What the exercise asks
Pick out every line in the entries below that contains the word "downspout", and copy each of those lines.

## start Given records

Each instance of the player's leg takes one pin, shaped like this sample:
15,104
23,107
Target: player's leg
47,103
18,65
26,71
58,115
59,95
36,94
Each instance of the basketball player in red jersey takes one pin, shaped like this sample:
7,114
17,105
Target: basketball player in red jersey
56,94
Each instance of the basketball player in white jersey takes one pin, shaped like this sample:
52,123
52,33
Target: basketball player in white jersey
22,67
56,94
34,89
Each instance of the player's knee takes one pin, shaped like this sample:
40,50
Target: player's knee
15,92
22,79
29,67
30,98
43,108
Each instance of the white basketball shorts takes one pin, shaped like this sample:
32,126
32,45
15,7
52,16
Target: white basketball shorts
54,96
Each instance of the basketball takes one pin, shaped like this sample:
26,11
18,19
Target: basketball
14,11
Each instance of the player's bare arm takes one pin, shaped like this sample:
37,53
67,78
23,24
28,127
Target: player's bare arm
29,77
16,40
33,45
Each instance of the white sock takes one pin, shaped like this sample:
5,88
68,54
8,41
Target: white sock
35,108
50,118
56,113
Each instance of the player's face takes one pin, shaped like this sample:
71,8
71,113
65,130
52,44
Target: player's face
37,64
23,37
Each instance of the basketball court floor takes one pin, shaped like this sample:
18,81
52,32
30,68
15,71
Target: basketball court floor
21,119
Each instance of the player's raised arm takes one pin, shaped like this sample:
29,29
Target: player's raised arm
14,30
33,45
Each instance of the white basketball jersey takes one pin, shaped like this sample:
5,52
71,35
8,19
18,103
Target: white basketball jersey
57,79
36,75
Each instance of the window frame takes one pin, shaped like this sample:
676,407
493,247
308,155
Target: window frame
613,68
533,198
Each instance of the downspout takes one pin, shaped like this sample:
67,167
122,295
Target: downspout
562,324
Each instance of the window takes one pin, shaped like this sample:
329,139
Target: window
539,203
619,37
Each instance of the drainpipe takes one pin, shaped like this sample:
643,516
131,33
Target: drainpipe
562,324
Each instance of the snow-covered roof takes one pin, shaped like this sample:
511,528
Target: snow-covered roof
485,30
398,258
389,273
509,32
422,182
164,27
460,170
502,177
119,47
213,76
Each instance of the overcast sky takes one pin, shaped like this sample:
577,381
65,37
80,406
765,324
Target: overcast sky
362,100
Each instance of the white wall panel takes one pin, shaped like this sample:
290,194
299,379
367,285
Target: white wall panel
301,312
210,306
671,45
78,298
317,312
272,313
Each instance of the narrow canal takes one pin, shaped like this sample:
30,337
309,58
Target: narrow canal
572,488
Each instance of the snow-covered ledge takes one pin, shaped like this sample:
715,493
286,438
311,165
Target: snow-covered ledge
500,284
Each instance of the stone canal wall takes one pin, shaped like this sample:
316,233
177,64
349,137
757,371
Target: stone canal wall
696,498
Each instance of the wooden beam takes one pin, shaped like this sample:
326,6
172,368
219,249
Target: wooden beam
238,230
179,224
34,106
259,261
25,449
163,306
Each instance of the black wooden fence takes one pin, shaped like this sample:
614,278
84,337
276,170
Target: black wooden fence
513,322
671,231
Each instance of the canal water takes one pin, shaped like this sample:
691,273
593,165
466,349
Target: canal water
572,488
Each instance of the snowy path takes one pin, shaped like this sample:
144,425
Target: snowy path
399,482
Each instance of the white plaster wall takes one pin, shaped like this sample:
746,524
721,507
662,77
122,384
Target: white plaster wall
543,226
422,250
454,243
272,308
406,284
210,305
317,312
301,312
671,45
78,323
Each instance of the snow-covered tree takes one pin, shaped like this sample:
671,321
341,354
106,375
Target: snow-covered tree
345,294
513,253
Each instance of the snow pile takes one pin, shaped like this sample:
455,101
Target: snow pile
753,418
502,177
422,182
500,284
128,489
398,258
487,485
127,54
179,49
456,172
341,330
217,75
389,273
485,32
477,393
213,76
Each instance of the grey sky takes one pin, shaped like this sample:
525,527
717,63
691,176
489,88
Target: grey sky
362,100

## end Given records
## start Given records

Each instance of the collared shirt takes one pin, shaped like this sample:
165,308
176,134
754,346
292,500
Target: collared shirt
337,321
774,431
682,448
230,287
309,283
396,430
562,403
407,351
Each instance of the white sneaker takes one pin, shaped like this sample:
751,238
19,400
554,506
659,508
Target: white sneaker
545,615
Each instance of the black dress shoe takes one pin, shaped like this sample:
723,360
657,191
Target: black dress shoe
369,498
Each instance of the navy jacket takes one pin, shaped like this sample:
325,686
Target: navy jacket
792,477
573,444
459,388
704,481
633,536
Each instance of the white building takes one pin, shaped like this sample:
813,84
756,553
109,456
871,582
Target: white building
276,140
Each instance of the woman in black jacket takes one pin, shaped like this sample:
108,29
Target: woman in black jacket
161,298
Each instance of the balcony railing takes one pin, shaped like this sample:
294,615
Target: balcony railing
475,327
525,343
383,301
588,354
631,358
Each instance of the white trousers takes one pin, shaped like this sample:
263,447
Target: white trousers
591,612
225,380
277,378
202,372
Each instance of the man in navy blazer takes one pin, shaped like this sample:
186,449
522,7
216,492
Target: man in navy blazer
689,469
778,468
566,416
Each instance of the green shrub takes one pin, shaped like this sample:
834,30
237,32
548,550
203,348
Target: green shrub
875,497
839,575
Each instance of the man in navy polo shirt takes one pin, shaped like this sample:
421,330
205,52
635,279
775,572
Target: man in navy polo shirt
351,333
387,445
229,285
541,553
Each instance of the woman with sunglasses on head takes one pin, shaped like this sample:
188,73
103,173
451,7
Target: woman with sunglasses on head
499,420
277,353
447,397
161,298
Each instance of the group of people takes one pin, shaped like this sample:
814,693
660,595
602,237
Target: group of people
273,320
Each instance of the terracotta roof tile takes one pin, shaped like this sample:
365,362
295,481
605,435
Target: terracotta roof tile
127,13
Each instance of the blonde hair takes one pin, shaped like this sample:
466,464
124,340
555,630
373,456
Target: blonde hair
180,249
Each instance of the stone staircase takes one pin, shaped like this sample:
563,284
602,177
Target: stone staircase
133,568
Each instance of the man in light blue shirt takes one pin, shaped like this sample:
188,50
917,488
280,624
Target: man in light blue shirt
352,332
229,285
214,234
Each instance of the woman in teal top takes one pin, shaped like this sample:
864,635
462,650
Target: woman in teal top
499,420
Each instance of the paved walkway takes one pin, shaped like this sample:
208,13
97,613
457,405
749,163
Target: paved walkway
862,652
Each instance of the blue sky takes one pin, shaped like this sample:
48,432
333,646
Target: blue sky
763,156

## end Given records

Task answer
Each instance of the downspout takes one pin, shaped like this sample:
Target: downspout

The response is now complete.